--- START RECORDED DATA ---

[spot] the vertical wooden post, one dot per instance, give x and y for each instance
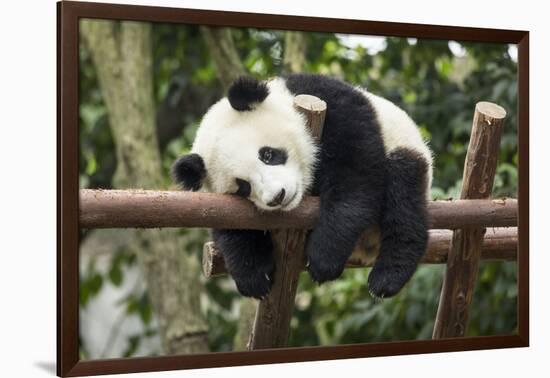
(272, 322)
(465, 251)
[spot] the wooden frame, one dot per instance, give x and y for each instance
(69, 13)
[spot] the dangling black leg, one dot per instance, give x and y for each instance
(404, 224)
(248, 256)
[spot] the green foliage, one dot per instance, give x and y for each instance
(437, 88)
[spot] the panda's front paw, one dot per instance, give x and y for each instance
(256, 283)
(323, 263)
(386, 280)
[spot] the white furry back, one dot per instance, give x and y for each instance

--- END RECORDED DATA ---

■ **EXERCISE BRIEF**
Copy all the records above exactly, but leave out the pictures.

■ **SOLUTION FOR THIS TASK**
[spot] the vertical wooden post, one dot per instance, give x and y for each instance
(272, 322)
(465, 251)
[spot] the wooden frame, one dot per instance, give x and y for each instance
(69, 13)
[spot] the dangling black leg, one dot per instance, give x and y for each instance
(404, 224)
(248, 256)
[spot] the green foliage, one dot per instance, give x and y for each instance
(437, 88)
[spot] the panda's front paw, one dot per instance, give x and y for each instance
(256, 283)
(323, 263)
(386, 280)
[spot] the white furry back, one dot per instance, give x and y for each instance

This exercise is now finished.